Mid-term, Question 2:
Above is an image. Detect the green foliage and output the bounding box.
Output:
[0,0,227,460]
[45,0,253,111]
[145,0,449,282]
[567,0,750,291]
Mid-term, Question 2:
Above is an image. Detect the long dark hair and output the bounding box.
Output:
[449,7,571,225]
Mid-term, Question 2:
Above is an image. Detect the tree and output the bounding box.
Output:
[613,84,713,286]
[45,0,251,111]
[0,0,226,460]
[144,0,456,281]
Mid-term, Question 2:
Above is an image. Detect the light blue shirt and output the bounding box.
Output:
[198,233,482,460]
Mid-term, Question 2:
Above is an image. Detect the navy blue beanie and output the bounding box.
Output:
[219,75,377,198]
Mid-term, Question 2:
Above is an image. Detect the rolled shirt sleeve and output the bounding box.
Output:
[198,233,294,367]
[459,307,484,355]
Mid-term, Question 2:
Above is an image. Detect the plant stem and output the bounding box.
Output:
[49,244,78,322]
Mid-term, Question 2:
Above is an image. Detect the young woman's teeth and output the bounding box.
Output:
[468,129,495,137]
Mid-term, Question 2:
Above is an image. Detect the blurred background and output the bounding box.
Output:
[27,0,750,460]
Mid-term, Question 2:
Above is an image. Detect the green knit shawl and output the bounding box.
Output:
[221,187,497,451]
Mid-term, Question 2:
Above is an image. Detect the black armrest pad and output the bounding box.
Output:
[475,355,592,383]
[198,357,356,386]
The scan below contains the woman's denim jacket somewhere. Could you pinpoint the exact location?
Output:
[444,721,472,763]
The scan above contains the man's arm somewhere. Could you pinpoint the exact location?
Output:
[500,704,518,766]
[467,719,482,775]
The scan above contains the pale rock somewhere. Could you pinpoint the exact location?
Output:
_____
#### [Task prompt]
Reproduce all of the records above verbatim, line by line, with nothing left out or changed.

#### [Solution for this exercise]
Mid-term, Question 2:
Above is an image. Detect the green foliage and output the bounding box.
Output:
[0,0,227,460]
[45,0,253,111]
[145,0,449,282]
[567,0,750,291]
Mid-term, Question 2:
Above is an image. Detect the long dark hair and output the bounding box.
Output:
[449,7,571,225]
Mid-term, Question 2:
Above is an image. Detect the tree and output the bounding box.
Output:
[613,84,713,286]
[45,0,251,111]
[0,0,226,460]
[144,0,456,281]
Mid-term, Question 2:
Above is an image. Detect the light blue shirt and output the bounding box.
Output:
[198,233,482,460]
Mid-term, Question 2:
Above is an image. Detect the navy blue beanie and output the bounding box.
Output:
[219,75,377,198]
Mid-term, Question 2:
Above is an image. Detect the rolled shirt sleeve and output the bounding box.
Output:
[198,233,294,367]
[459,307,484,355]
Mid-term, Question 2:
Above is an image. Detect the plant stem and output the bounding box.
Output:
[49,244,78,322]
Mid-term, Question 2:
Above is an image. Detect the young woman's teeth and output the bounding box.
Output:
[468,129,495,137]
Mid-term, Question 2:
Above is an image. Detect the blurred background and output the bounding box.
Output:
[27,0,750,460]
Mid-term, Question 2:
Above is an image. Detect the green knit shawl and output the bounding box.
Output:
[221,187,497,451]
Mid-term, Question 2:
Above is an image. Detect the black armrest pad and output the bounding box.
Output:
[475,355,592,383]
[198,357,356,386]
The scan below contains the woman's denim jacket somewhere. Could you pinpoint the exact location?
Output:
[444,721,472,763]
The scan above contains the man's arm somewhere. Could you pinpoint the exact location?
Output:
[500,704,518,766]
[467,719,482,775]
The scan above contains the pale rock somewhere. Could you pinpoint the exact location?
Output:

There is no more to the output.